DIRECTIONS
**1)** In the Spark pull request text, what does CacheManager match to check whether a plan exists in the cache?
**2)** Extend the Spark pull request text, picking up right after its last line.

TEXT PASSAGE
=====
[SPARK-51068][SQL] Canonicalized CTEs to avoid cached result not being used and recomputed #50360

nimesh1601 · 2025-03-24T05:15:50Z

What changes were proposed in this pull request?

In this PR we plan to
To check whether the plan exists in the cache or not, CacheManager matches the canonicalized version of the plan. Currently, in canonicalized versions, CTEIds are not handled, which results in unnecessary cache misses in cases where queries using CTE are stored. This issue starts after the commit to Avoid inlining non-deterministic With-CTEs in which each CTERelationDef and CTERelationRef were introduced and their canonicalization was not handled. So to fix this we need to add Canonicalize logic for CTEs too.

Why are the changes needed?

To fix the bug mentioned above.

Does this PR introduce any user-facing change?

Yes, this will now let cache cte to be reused
Before plan

>>>spark.sql("CACHE TABLE cached_cte AS WITH cte1 AS ( SELECT 1 AS id, 'Alice' AS name UNION ALL SELECT 2 AS id, 'Bob' AS name ), cte2 AS ( SELECT 1 AS id, 10 AS score UNION ALL SELECT 2 AS id, 20 AS score ) SELECT cte1.id, cte1.name, cte2.score FROM cte1 JOIN cte2 ON cte1.id = cte2.id");
DataFrame[]
>>> spark.sql("select count(*) from cached_cte").explain()
== Physical Plan ==
AdaptiveSparkPlan isFinalPlan=false
+- HashAggregate(keys=[], functions=[count(1)])
   +- Exchange SinglePartition, ENSURE_REQUIREMENTS, [plan_id=165]
      +- HashAggregate(keys=[], functions=[partial_count(1)])
=====
Dataset records on object locations
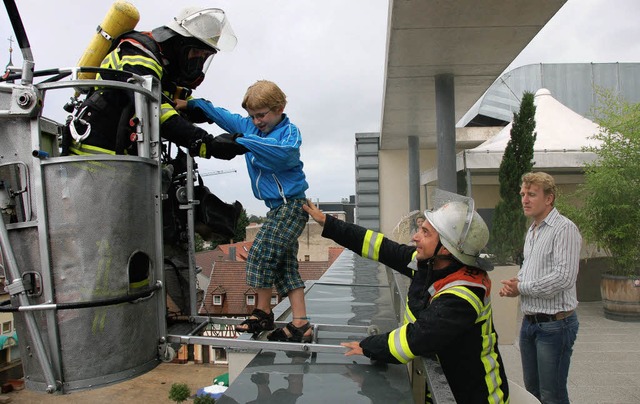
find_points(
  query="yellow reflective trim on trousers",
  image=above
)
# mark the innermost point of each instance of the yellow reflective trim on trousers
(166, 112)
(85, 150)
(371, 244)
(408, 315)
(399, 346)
=====
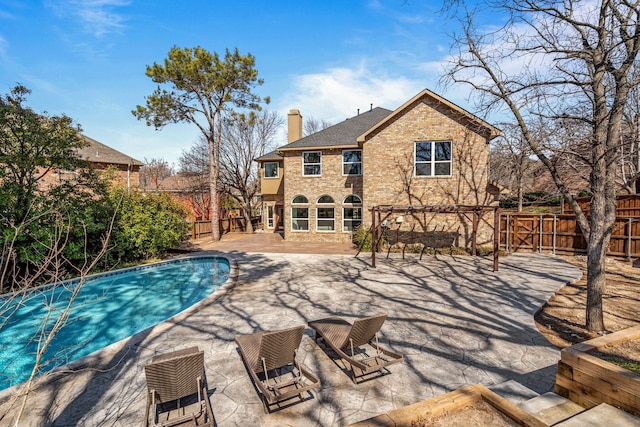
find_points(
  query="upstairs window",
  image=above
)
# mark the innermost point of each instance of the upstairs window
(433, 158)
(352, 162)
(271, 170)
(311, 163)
=====
THE RESULTS
**1)** The canonicalized version of the plan.

**2)**
         +- Project
            +- BroadcastHashJoin [id#120], [id#124], Inner, BuildRight, false
               :- Union
               :  :- Project [1 AS id#120]
               :  :  +- Scan OneRowRelation[]
               :  +- Project [2 AS id#122]
               :     +- Scan OneRowRelation[]
               +- BroadcastExchange HashedRelationBroadcastMode(List(cast(input[0, int, false] as bigint)),false), [plan_id=160]
                  +- Union
                     :- Project [1 AS id#124]
                     :  +- Scan OneRowRelation[]
                     +- Project [2 AS id#126]
                        +- Scan OneRowRelation[]

After this change

>>> spark.sql("CACHE TABLE cached_cte AS WITH cte1 AS ( SELECT 1 AS id, 'Alice' AS name UNION ALL SELECT 2 AS id, 'Bob' AS name ), cte2 AS ( SELECT 1 AS id, 10 AS score UNION ALL SELECT 2 AS id, 20 AS score ) SELECT cte1.id, cte1.name, cte2.score FROM cte1 JOIN cte2 ON cte1.id = cte2.id");
DataFrame[]
>>> spark.sql("select count(*) from cached_cte").explain()
== Physical Plan ==
AdaptiveSparkPlan isFinalPlan=false
+- HashAggregate(keys=[], functions=[count(1)])
   +- Exchange SinglePartition, ENSURE_REQUIREMENTS, [plan_id=116]
      +- HashAggregate(keys=[], functions=[partial_count(1)])
         +- Scan In-memory table cached_cte
               +- InMemoryRelation [id#128, name#129, score#130], StorageLevel(disk, memory, deserialized, 1 replicas)
                     +- *(5) Project [id#8, name#9, score#13]
                        +- *(5) BroadcastHashJoin [id#8], [id#12], Inner, BuildRight, false
                           :- Union
                           :  :- *(1) Project [1 AS id#8, Alice AS name#9]
                           :  :  +- *(1) Scan OneRowRelation[]
                           :  +- *(2) Project [2 AS id#10, Bob AS name#11]
                           :     +- *(2) Scan OneRowRelation[]
                           +- BroadcastExchange HashedRelationBroadcastMode(List(cast(input[0, int, false] as bigint)),false), [plan_id=60]
                              +- Union
                                 :- *(3) Project [1 AS id#12, 10 AS score#13]
                                 :  +- *(3) Scan OneRowRelation[]
                                 +- *(4) Project [2 AS id#14, 20 AS score#15]
                                    +- *(4) Scan OneRowRelation[]

How was this patch tested?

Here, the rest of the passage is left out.